== Your goal ==
Please give the number of lines in the entries below that hold "behind", with no other words.
== Provided data
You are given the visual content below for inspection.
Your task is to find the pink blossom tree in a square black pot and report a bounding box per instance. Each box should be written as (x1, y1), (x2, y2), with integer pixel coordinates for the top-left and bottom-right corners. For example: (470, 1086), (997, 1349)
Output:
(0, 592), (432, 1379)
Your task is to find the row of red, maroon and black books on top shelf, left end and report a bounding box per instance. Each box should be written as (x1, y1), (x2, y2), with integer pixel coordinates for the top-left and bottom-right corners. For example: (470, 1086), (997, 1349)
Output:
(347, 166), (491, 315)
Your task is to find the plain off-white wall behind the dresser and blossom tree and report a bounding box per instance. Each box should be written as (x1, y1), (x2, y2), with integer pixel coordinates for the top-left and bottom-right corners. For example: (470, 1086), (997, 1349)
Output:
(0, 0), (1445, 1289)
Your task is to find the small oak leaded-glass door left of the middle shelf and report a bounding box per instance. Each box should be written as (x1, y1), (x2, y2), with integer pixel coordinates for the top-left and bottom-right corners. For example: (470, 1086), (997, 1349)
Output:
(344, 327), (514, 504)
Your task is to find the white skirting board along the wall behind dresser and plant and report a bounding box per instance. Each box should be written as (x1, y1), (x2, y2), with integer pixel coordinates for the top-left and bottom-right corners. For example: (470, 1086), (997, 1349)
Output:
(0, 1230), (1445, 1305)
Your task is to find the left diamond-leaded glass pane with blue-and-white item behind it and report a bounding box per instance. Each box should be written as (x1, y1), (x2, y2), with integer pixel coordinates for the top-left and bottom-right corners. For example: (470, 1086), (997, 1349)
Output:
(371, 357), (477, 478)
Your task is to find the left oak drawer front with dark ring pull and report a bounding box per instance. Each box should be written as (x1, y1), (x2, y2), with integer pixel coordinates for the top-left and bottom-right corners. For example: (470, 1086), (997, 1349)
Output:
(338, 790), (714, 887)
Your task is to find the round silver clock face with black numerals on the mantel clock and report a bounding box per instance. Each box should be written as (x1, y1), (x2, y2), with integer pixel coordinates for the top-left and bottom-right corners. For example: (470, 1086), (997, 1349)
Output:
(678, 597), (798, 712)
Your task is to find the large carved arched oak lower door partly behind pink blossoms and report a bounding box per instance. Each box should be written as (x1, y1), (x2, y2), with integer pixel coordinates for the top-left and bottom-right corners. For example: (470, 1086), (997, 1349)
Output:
====
== Response area ==
4